_Prompt:_ Each entry should be quoted word for word, including every mark of punctuation.

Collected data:
--------

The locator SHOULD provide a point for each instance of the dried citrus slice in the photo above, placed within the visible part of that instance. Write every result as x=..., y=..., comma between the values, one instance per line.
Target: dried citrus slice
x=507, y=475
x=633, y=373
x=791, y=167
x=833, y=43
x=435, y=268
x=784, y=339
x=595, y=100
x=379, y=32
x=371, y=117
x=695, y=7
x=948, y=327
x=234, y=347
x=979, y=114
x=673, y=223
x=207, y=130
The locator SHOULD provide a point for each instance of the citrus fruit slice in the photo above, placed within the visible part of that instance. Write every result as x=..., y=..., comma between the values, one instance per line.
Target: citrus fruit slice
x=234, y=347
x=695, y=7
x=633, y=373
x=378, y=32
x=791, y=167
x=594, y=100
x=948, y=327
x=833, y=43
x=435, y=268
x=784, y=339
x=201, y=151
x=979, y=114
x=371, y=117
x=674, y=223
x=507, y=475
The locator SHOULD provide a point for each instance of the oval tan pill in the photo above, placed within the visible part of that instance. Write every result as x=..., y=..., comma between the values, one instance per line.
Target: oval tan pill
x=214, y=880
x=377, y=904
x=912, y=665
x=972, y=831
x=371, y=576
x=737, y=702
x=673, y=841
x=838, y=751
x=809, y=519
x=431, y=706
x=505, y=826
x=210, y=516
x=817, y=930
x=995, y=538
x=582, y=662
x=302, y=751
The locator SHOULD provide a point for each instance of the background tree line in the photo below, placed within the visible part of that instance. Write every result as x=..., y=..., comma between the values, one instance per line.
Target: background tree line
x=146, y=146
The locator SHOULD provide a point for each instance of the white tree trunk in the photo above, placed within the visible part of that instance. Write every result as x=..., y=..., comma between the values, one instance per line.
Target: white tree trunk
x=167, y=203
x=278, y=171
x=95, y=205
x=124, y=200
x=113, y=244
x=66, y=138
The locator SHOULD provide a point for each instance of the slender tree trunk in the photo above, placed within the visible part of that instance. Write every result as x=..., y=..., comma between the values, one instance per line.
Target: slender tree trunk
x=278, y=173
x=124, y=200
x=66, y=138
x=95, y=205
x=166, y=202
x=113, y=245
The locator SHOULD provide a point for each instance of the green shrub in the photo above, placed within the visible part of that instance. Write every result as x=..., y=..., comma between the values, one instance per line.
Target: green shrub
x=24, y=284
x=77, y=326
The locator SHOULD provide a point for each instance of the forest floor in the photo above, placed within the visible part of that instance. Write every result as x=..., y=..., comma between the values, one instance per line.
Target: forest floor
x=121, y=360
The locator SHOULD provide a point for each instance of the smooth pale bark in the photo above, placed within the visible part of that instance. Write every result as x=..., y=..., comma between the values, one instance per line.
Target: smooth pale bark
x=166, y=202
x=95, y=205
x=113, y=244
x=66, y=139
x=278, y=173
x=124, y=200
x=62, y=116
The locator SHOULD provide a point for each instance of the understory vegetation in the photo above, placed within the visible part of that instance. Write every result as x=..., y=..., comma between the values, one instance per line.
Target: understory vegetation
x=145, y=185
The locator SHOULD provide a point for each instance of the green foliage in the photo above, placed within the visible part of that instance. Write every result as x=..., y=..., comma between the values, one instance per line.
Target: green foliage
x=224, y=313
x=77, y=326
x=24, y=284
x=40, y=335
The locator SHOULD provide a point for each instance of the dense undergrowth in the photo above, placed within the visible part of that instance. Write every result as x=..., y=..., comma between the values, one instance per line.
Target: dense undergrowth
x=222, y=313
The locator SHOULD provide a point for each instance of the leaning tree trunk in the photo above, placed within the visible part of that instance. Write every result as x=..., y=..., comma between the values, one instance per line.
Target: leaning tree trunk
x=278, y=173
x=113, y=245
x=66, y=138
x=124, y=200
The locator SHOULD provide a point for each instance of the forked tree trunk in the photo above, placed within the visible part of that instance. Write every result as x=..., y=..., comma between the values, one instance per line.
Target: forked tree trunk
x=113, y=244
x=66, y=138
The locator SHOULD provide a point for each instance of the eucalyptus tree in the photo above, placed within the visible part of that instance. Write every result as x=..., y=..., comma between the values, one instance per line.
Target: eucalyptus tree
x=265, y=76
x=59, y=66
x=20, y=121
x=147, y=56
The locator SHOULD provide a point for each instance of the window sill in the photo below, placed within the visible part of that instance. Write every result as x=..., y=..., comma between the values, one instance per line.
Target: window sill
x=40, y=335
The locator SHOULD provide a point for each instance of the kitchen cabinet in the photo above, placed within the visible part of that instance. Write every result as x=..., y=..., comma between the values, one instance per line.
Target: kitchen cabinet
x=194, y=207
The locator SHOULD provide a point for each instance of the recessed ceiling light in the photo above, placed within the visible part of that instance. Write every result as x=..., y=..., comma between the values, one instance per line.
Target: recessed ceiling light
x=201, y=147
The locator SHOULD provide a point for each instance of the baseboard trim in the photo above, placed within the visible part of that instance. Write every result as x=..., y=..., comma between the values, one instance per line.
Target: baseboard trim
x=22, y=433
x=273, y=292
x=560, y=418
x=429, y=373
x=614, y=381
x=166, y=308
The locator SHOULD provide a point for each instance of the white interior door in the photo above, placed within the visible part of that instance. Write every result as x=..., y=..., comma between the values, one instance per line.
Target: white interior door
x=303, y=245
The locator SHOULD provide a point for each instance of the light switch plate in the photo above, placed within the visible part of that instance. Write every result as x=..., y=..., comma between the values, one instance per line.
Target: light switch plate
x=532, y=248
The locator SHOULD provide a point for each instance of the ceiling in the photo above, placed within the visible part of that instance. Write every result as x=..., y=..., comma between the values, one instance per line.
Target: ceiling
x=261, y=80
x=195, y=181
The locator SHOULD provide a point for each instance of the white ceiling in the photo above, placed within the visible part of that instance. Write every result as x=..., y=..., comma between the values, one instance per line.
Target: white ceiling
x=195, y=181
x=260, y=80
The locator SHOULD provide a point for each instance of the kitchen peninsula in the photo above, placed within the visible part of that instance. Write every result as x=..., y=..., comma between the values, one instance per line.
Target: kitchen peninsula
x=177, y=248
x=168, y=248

--------

_Expected answer:_
The locator SHOULD provide a point for each instance of the dried citrus slice in the photo above, placed within the visible part of that instance. Write every result as x=..., y=..., comma between the values, one instance per line.
Target: dried citrus slice
x=507, y=475
x=633, y=373
x=791, y=167
x=833, y=43
x=435, y=268
x=784, y=339
x=595, y=100
x=379, y=32
x=371, y=117
x=695, y=7
x=948, y=327
x=234, y=347
x=979, y=114
x=673, y=223
x=207, y=130
The locator SHOULD provide a point for each instance of the citrus fruit slice in the photo above, placed within the visible part of that instance. Write every result as x=..., y=..., comma between the values, one instance per line.
Target: citrus fruit slice
x=234, y=347
x=695, y=7
x=633, y=373
x=378, y=32
x=791, y=167
x=594, y=100
x=948, y=327
x=833, y=43
x=435, y=268
x=784, y=339
x=201, y=151
x=979, y=114
x=371, y=117
x=674, y=223
x=507, y=475
The locator SHOULD provide a point for each instance of the oval tan pill in the photo above, placed within the visible part of that instance. Write every result as x=..., y=..., comma between the values, one instance per line.
Target: oval tan pill
x=214, y=880
x=377, y=904
x=912, y=665
x=972, y=831
x=371, y=576
x=737, y=702
x=673, y=841
x=838, y=751
x=809, y=519
x=431, y=706
x=505, y=826
x=210, y=516
x=817, y=930
x=995, y=538
x=582, y=662
x=302, y=751
The locator SHOULD provide a point for each instance of the background tree line in the photo below, placed within the visible part of that instance. Write every result as x=..., y=..., comma between the values, one instance per line.
Target: background tree line
x=146, y=146
The locator SHOULD provide a point for each instance of the white tree trunk in the photo above, placed within the visible part of that instance. Write every result as x=..., y=..., comma between the values, one instance per line.
Target: white tree trunk
x=167, y=203
x=278, y=171
x=95, y=205
x=124, y=200
x=113, y=244
x=66, y=138
The locator SHOULD provide a point for each instance of the slender tree trunk in the photo above, placed within the visible part of that instance. Write every result as x=..., y=..., comma between the values, one instance per line.
Target: slender tree trunk
x=278, y=173
x=124, y=200
x=66, y=138
x=95, y=205
x=166, y=202
x=113, y=245
The locator SHOULD provide a point for each instance of the green shrub in the photo above, placed within the visible part of that instance. Write every result as x=..., y=..., comma between the values, one instance per line.
Target: green shrub
x=24, y=284
x=77, y=326
The locator SHOULD provide a point for each instance of the forest floor in the photo above, placed within the visible part of that instance. Write every result as x=..., y=..., comma between the values, one instance per line.
Target: forest floor
x=121, y=360
The locator SHOULD provide a point for each instance of the smooth pale bark in the photo above, placed within the visible part of that instance. Write every result as x=..., y=..., comma between the values, one instance per line.
Target: smooth pale bark
x=166, y=202
x=95, y=205
x=113, y=244
x=66, y=139
x=278, y=173
x=124, y=200
x=62, y=116
The locator SHOULD provide a point for each instance of the understory vegetation in the photo above, placed within the visible part of that instance. Write every result as x=..., y=..., comma between the values, one instance per line.
Target: understory vegetation
x=145, y=185
The locator SHOULD provide a point for each instance of the green foliage in the photo above, placed within the visible part of that instance. Write every result as x=..., y=..., comma between the values, one instance per line.
Target: green foliage
x=224, y=313
x=77, y=326
x=24, y=284
x=40, y=335
The locator SHOULD provide a point for each instance of the dense undergrowth in the photo above, placed within the visible part of that instance. Write every result as x=..., y=..., comma between the values, one instance per line.
Target: dense undergrowth
x=222, y=313
The locator SHOULD provide a point for each instance of the leaning tree trunk in the photo above, placed within the visible part of that instance. Write every result as x=..., y=..., comma between the values, one instance per line.
Target: leaning tree trunk
x=278, y=173
x=113, y=245
x=66, y=138
x=124, y=200
The locator SHOULD provide a point for each instance of the forked tree trunk in the photo above, placed within the visible part of that instance. Write every result as x=..., y=..., comma between the values, one instance per line.
Target: forked tree trunk
x=113, y=244
x=66, y=138
The locator SHOULD provide a point for each instance of the eucalyptus tree in the photo above, placed within the visible part of that instance. Write every result as x=..., y=..., comma between the values, one instance per line.
Target: eucalyptus tree
x=265, y=76
x=59, y=66
x=20, y=121
x=147, y=56
The locator SHOULD provide a point for each instance of the window sill in the photo below, placed within the visible part of that instance. Write every result as x=..., y=..., comma between the values, one instance per line.
Target: window sill
x=40, y=335
The locator SHOULD provide a point for each instance of the kitchen cabinet in the photo above, placed within the visible part of that instance. Write every result as x=..., y=..., comma between the values, one instance per line.
Target: kitchen cabinet
x=194, y=207
The locator SHOULD provide a point for each instance of the recessed ceiling light in the photo above, placed within the visible part of that instance. Write every result as x=..., y=..., comma between the values, one instance per line.
Target: recessed ceiling light
x=201, y=147
The locator SHOULD provide a point for each instance of the baseboard trim in the photo above, placed within the visible part of that instance. Write every result as x=..., y=..., comma between the values, one instance per line.
Target: baseboard trim
x=22, y=433
x=273, y=292
x=560, y=418
x=429, y=373
x=614, y=381
x=166, y=308
The locator SHOULD provide a point for each instance of the white interior door in the photo above, placed within the visible part of that instance. Write every result as x=..., y=..., comma between the values, one instance per line.
Target: white interior door
x=303, y=245
The locator SHOULD provide a point for each instance of the light switch plate in the photo above, placed within the visible part of that instance. Write every result as x=..., y=..., comma between the values, one instance per line.
Target: light switch plate
x=532, y=248
The locator SHOULD provide a point for each instance of the ceiling in the photo above, placed within the visible part of that instance. Write every result as x=..., y=..., comma between the values, one instance per line.
Target: ceiling
x=261, y=80
x=195, y=181
The locator SHOULD provide a point for each instance of the white ceiling in the photo above, placed within the visible part of that instance. Write every result as x=..., y=..., comma between the values, one instance per line.
Target: white ceiling
x=195, y=181
x=260, y=80
The locator SHOULD provide a point for each instance of the kitchen peninsula in the photo above, placed within the visible part of that instance. Write every result as x=..., y=..., comma between the values, one instance per line.
Target: kitchen peninsula
x=177, y=248
x=168, y=248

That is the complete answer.